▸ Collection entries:
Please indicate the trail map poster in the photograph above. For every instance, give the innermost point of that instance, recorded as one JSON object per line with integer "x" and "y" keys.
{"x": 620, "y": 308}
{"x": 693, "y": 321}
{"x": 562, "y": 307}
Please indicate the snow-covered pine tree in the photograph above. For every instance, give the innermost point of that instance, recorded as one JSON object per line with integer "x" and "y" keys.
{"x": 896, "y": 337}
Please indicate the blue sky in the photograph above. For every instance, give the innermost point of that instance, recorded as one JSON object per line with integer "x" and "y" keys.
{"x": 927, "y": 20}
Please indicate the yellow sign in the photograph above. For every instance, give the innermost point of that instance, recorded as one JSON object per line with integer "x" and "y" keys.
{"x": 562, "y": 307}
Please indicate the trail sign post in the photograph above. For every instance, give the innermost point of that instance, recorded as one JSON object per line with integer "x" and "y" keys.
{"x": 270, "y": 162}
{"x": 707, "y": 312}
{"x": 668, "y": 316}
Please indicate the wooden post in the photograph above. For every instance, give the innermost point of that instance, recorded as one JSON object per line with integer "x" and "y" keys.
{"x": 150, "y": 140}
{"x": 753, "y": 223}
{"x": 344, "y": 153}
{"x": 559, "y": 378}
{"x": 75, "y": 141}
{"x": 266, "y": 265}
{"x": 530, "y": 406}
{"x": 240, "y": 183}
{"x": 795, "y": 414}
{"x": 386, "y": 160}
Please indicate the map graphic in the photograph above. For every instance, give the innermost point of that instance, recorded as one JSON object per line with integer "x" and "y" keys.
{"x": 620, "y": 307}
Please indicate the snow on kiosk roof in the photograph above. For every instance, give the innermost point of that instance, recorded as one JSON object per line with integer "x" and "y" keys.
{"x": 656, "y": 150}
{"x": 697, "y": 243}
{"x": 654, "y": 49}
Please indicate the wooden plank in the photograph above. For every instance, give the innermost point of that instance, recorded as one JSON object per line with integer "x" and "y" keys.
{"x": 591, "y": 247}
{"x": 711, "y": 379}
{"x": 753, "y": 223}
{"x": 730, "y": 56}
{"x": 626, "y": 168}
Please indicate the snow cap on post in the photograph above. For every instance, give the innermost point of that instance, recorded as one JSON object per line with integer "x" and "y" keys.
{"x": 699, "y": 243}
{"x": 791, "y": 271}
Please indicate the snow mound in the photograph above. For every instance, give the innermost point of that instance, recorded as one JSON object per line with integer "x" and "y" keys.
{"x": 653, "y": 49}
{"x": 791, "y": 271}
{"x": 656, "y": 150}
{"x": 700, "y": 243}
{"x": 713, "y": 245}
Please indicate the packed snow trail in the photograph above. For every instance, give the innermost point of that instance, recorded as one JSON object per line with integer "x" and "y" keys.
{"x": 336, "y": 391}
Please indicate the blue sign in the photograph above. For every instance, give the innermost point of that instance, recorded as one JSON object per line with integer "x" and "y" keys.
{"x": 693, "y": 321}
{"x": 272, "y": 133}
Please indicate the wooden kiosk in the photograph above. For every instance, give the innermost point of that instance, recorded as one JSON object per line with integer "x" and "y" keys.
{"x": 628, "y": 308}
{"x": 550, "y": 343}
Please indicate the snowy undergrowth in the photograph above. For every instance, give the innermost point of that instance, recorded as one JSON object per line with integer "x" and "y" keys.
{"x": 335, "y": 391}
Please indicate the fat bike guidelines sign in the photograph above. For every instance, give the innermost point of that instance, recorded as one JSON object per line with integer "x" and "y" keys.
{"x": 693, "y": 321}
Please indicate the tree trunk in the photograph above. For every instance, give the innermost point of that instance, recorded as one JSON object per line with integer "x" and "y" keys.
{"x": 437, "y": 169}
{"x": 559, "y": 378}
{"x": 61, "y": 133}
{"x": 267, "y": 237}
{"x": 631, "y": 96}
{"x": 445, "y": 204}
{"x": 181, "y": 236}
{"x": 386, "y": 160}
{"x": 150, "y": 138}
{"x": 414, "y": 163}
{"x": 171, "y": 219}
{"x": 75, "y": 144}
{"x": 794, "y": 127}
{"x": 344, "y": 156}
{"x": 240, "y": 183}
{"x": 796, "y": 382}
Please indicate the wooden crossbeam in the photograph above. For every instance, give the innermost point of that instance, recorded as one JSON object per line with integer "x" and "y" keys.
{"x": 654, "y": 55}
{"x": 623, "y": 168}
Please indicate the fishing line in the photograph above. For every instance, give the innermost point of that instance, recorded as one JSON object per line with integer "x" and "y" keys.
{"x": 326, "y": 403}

▸ PROBLEM DESCRIPTION: Write out the records shown above, exactly as they appear.

▸ ANSWER FOR THIS EXERCISE:
Please indicate the trail map poster in the photograph above. For every instance, give the innermost point of that instance, recorded as one JSON object per line with integer "x" and "y" keys.
{"x": 620, "y": 308}
{"x": 693, "y": 321}
{"x": 562, "y": 307}
Please indicate the snow-covered pine tree in the photograph above. For every instance, give the innermost point of that instance, recorded as one JSON object per line with integer "x" and "y" keys.
{"x": 896, "y": 337}
Please indicate the blue sky in the photograph above. For every instance, give the innermost point of that instance, recorded as one JSON object per line with integer "x" and "y" keys.
{"x": 927, "y": 20}
Please indicate the yellow sign in the photograph above. For every instance, give the innermost point of that instance, recorded as one JSON object per line with integer "x" and "y" keys.
{"x": 562, "y": 307}
Please indicate the trail sign post in the photograph above. For every instance, give the innermost point of that instance, recorded as one JSON object per line with integer "x" and "y" keys.
{"x": 270, "y": 162}
{"x": 707, "y": 312}
{"x": 668, "y": 316}
Please indicate the wooden post in the photograph above. For every instance, give the innermost point of that instance, recorded as one JSON object per line with integer "x" and "y" keys.
{"x": 150, "y": 140}
{"x": 753, "y": 223}
{"x": 344, "y": 153}
{"x": 559, "y": 378}
{"x": 75, "y": 141}
{"x": 266, "y": 265}
{"x": 530, "y": 406}
{"x": 240, "y": 183}
{"x": 795, "y": 414}
{"x": 386, "y": 160}
Please indicate the map graphic in the photograph above. For every instance, give the innermost point of that instance, recorded as one JSON object per line with integer "x" and "y" keys.
{"x": 620, "y": 307}
Please indicate the snow on kiosk roof in the photograph above. For every instance, give the innermost point of that instance, recorded as one JSON object per line with integer "x" and "y" keys.
{"x": 656, "y": 150}
{"x": 697, "y": 243}
{"x": 654, "y": 49}
Please indicate the wooden plank in the photograph above. For every instance, give the innermost point of that instance, recorded as one JSON object per line with integer "x" and "y" keys.
{"x": 591, "y": 247}
{"x": 711, "y": 379}
{"x": 753, "y": 223}
{"x": 730, "y": 56}
{"x": 626, "y": 168}
Please indicate the snow cap on post in the photograph above. For every instance, give the innermost point of that instance, recorded as one JSON object per line with integer "x" and "y" keys.
{"x": 699, "y": 243}
{"x": 791, "y": 271}
Please indicate the snow mound in the photograph above. For every instance, give the innermost point of that instance, recorded as one JSON object per line with integer "x" and "y" keys.
{"x": 653, "y": 49}
{"x": 791, "y": 271}
{"x": 656, "y": 150}
{"x": 700, "y": 243}
{"x": 713, "y": 245}
Please indicate the packed snow trail in the photograph above. For every instance, give the innermost point of that instance, recorded as one JSON object per line with integer "x" and "y" keys.
{"x": 336, "y": 391}
Please indicate the blue sign in the photograph above. For every instance, give the innermost point of that instance, recorded as one JSON object per line with integer "x" and "y" keys.
{"x": 693, "y": 321}
{"x": 272, "y": 133}
Please indicate the wooden kiosk in the photograph above. For every instance, give the innermost point of that instance, recorded as one JSON object per line with integer "x" and "y" keys.
{"x": 628, "y": 308}
{"x": 550, "y": 343}
Please indicate the snowy undergrowth in the photograph above. For every instance, give the innermost point of that instance, recorded as one JSON object per line with integer "x" and "y" keys.
{"x": 335, "y": 391}
Please indicate the fat bike guidelines sign in the photograph above. For every instance, give the innermost point of that instance, recorded as one JSON object per line with integer "x" and "y" keys.
{"x": 693, "y": 321}
Please indicate the tree trunk in the photograph above. For every instance, give the innermost point of that instance, recorded as one JSON object per line with integer "x" and "y" keys.
{"x": 437, "y": 169}
{"x": 559, "y": 378}
{"x": 61, "y": 133}
{"x": 267, "y": 237}
{"x": 631, "y": 96}
{"x": 445, "y": 204}
{"x": 181, "y": 236}
{"x": 386, "y": 160}
{"x": 150, "y": 138}
{"x": 414, "y": 163}
{"x": 171, "y": 219}
{"x": 75, "y": 144}
{"x": 794, "y": 127}
{"x": 344, "y": 156}
{"x": 240, "y": 183}
{"x": 796, "y": 382}
Please indicate the wooden crossbeam in the photograph above. For every instance, give the innermost point of that instance, recorded as one JSON object per line with integer "x" and "y" keys.
{"x": 654, "y": 55}
{"x": 623, "y": 168}
Please indicate the fishing line in the photograph above. For every instance, give the innermost point of that instance, recorded as one JSON object per line with integer "x" and "y" keys.
{"x": 326, "y": 403}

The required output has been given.